§ **What this task involves**
All of the data must be returned word for word.

**********

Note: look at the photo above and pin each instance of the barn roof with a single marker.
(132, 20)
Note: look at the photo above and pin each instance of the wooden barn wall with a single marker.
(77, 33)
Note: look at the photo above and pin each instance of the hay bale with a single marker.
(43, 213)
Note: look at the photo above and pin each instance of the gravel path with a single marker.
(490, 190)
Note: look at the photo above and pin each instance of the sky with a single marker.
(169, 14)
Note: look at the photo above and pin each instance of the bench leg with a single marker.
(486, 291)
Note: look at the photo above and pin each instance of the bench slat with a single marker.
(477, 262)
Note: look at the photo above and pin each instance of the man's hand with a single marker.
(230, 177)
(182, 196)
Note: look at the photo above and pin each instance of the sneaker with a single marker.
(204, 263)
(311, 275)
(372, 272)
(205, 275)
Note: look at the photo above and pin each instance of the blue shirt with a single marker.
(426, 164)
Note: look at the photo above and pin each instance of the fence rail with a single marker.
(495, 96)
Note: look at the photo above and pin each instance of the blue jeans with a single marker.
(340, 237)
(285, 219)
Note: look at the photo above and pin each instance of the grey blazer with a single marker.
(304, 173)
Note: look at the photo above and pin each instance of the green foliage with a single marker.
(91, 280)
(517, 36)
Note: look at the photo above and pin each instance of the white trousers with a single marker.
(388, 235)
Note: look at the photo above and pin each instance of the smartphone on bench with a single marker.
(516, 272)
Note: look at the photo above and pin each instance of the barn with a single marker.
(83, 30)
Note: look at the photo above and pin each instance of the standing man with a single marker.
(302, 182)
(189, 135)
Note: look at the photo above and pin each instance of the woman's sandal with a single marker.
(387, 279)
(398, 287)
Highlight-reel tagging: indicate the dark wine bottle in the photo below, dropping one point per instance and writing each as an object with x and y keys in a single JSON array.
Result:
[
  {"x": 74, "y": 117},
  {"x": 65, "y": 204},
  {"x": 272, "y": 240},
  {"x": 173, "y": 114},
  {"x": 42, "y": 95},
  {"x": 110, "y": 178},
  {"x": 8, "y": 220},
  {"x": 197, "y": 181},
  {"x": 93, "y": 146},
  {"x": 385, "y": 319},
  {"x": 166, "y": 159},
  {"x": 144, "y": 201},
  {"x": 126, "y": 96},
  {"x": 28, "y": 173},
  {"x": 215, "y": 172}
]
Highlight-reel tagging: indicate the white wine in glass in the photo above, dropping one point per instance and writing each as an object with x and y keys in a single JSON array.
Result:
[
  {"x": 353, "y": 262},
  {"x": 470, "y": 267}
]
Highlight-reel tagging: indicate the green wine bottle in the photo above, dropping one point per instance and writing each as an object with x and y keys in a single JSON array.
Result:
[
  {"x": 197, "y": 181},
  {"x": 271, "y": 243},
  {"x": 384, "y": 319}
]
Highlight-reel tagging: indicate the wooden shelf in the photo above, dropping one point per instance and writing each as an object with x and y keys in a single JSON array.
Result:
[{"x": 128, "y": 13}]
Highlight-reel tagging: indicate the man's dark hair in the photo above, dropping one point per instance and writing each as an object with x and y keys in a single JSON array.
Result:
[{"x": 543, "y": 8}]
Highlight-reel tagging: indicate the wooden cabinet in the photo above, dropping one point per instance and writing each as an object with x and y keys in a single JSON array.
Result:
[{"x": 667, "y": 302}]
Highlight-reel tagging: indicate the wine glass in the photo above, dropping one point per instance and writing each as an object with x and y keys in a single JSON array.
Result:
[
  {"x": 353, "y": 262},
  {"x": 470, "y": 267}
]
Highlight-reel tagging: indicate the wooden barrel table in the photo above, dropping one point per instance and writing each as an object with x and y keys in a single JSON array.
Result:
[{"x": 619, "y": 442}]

**********

§ **Task answer**
Note: look at the photo above and pin each instance of the barn roof with a single marker.
(132, 20)
Note: look at the photo above and pin each instance of the wooden barn wall with a single marker.
(77, 33)
Note: look at the photo above and pin each instance of the hay bale with a single marker.
(43, 213)
Note: look at the photo above and pin each instance of the gravel path with a single marker.
(490, 190)
Note: look at the photo above and pin each instance of the sky with a single marker.
(169, 14)
Note: look at the photo above and pin each instance of the bench leg with a single marker.
(486, 291)
Note: look at the photo above and pin each instance of the bench slat with a single marker.
(477, 262)
Note: look at the photo above and pin each instance of the man's hand with a single marker.
(230, 177)
(182, 196)
Note: look at the photo above and pin each instance of the sneaker with a single marker.
(204, 263)
(311, 275)
(372, 272)
(205, 275)
Note: look at the photo above and pin each instance of the blue shirt with a single marker.
(426, 164)
Note: look at the photo above and pin each instance of the fence rail with a single marker.
(495, 96)
Note: look at the photo above and pin each instance of the blue jeans with a single marker.
(340, 237)
(285, 219)
Note: look at the photo above and pin each instance of the grey blazer with a single marker.
(304, 173)
Note: look at the photo above and pin each instance of the green foliage with a single marker.
(91, 280)
(517, 36)
Note: look at the photo above and pin each instance of the white trousers with a single marker.
(388, 235)
Note: look at the photo above and pin each instance of the smartphone on bench with a single marker.
(516, 272)
Note: look at the photo above and pin each instance of the barn with a single marker.
(83, 30)
Note: look at the photo above and pin each instance of the standing man with a single marker.
(302, 182)
(189, 135)
Note: look at the photo above and pin each instance of the woman's sandal with a single marker.
(387, 279)
(398, 287)
Highlight-reel tagging: indicate the dark wine bottle in the photo below, dropping one point per instance and writing each as an object with x and y keys in a single JSON array.
Result:
[
  {"x": 74, "y": 117},
  {"x": 65, "y": 204},
  {"x": 272, "y": 240},
  {"x": 173, "y": 114},
  {"x": 42, "y": 95},
  {"x": 110, "y": 178},
  {"x": 8, "y": 220},
  {"x": 197, "y": 181},
  {"x": 93, "y": 146},
  {"x": 385, "y": 319},
  {"x": 166, "y": 159},
  {"x": 144, "y": 201},
  {"x": 126, "y": 96},
  {"x": 28, "y": 173},
  {"x": 215, "y": 172}
]
Highlight-reel tagging: indicate the white wine in glass in the photo above, dropping one point per instance and writing each as an object with x and y keys in a single JSON array.
Result:
[
  {"x": 353, "y": 262},
  {"x": 470, "y": 267}
]
Highlight-reel tagging: indicate the green wine bottle in the photo above, dropping one point per instance and writing each as an object with x and y keys in a single JSON array.
Result:
[
  {"x": 197, "y": 181},
  {"x": 271, "y": 243},
  {"x": 384, "y": 319}
]
Highlight-reel tagging: indicate the wooden shelf in the photo above, dropping one point per instance and writing each as an object with x and y keys in a single JSON array.
Result:
[{"x": 128, "y": 13}]
Highlight-reel tagging: indicate the man's dark hair in the photo above, dropping one point per instance and writing each as an object with x and y keys in a single JSON array.
Result:
[{"x": 543, "y": 8}]
Highlight-reel tagging: indicate the wooden cabinet in the photo above, dropping one point per instance and writing each as an object with x and y keys in a single JSON array.
Result:
[{"x": 667, "y": 302}]
Highlight-reel tagging: indicate the wine glass in the photo above, dropping one point per instance and writing each as an object with x and y keys in a single JSON array.
Result:
[
  {"x": 353, "y": 262},
  {"x": 470, "y": 267}
]
Highlight-reel tagging: indicate the wooden barrel table in the photo above, dropping one point per instance and writing each as an object with x and y keys in a single JSON array.
Result:
[{"x": 619, "y": 442}]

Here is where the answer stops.